## DATASET ENTRIES
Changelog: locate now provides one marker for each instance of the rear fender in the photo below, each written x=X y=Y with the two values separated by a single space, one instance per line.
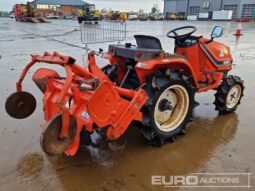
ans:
x=146 y=68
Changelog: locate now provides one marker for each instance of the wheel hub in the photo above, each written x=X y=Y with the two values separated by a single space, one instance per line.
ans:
x=233 y=96
x=171 y=108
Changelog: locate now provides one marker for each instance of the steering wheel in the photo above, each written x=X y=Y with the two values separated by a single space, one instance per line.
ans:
x=173 y=33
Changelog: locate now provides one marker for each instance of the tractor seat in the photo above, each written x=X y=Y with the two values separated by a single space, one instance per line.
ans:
x=148 y=42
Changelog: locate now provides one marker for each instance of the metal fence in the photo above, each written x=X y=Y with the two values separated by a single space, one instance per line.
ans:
x=102 y=31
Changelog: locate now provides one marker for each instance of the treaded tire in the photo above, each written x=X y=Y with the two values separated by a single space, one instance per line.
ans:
x=223 y=91
x=163 y=81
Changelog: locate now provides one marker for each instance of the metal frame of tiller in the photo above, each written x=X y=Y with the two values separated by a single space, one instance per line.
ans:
x=88 y=96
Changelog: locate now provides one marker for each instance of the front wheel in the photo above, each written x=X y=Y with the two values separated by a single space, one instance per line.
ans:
x=229 y=95
x=169 y=108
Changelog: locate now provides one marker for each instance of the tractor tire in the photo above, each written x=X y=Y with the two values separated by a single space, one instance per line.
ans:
x=169 y=107
x=229 y=94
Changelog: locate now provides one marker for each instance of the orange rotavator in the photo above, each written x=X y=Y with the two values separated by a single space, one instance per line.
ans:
x=141 y=84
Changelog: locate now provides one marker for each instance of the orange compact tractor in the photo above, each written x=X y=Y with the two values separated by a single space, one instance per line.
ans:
x=141 y=84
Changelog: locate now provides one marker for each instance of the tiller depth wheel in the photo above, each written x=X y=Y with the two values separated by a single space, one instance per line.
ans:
x=20 y=105
x=51 y=142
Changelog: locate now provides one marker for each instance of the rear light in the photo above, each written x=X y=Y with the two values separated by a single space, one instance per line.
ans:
x=138 y=54
x=111 y=50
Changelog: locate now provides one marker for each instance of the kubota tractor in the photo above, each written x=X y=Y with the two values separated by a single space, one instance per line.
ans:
x=141 y=84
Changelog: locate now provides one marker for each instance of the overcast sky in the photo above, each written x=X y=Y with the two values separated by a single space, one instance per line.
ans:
x=122 y=5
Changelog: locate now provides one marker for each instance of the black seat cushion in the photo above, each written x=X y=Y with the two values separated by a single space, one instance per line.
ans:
x=150 y=42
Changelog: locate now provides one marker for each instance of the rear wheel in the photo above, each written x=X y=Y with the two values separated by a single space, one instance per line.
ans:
x=229 y=94
x=169 y=108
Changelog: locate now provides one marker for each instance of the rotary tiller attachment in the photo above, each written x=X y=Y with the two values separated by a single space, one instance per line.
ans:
x=51 y=141
x=20 y=105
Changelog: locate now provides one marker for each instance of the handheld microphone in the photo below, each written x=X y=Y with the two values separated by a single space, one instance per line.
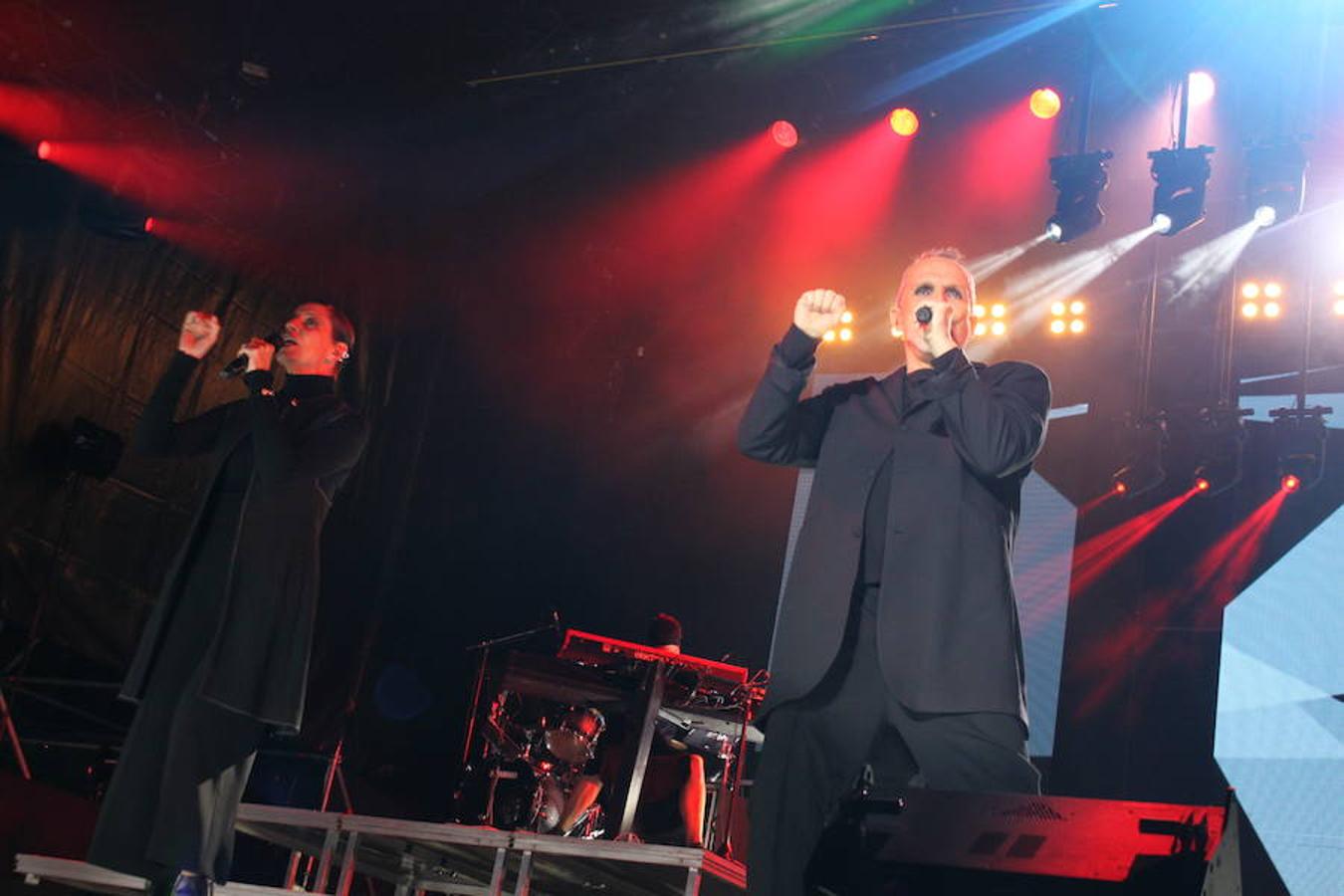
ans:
x=239 y=364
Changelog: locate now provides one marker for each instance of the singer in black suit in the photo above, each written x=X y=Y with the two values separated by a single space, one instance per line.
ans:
x=225 y=654
x=897 y=642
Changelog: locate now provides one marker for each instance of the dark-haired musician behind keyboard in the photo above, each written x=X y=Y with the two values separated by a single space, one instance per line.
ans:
x=672 y=799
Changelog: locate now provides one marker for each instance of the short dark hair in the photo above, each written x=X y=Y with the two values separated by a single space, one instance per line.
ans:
x=341 y=330
x=664 y=629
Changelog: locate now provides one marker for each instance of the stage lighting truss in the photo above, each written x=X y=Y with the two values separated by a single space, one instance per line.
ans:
x=1068 y=319
x=1300 y=437
x=1275 y=180
x=1260 y=300
x=843 y=334
x=990 y=320
x=1079 y=180
x=1221 y=438
x=1182 y=179
x=1144 y=469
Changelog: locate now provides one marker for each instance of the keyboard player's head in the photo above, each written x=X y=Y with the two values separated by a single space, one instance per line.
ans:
x=664 y=633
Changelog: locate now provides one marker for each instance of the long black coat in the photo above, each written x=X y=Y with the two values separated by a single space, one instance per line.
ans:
x=258 y=660
x=948 y=633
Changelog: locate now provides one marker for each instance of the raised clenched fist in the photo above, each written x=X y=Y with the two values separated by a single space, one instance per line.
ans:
x=199 y=334
x=817 y=311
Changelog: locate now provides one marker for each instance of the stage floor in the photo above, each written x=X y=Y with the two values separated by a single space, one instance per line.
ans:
x=454 y=860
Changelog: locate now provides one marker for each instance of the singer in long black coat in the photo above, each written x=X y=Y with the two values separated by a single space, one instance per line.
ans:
x=959 y=460
x=225 y=653
x=918 y=670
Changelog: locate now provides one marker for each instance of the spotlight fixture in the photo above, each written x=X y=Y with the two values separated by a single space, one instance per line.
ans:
x=1144 y=470
x=1300 y=439
x=1079 y=180
x=1182 y=177
x=784 y=133
x=1202 y=88
x=1275 y=179
x=844 y=334
x=1260 y=300
x=1067 y=318
x=991 y=320
x=1221 y=438
x=903 y=121
x=1044 y=103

## REQUIREMENT
Work out how many lines in the records above contain the word "coat". State only that number.

## FINAL ANSWER
2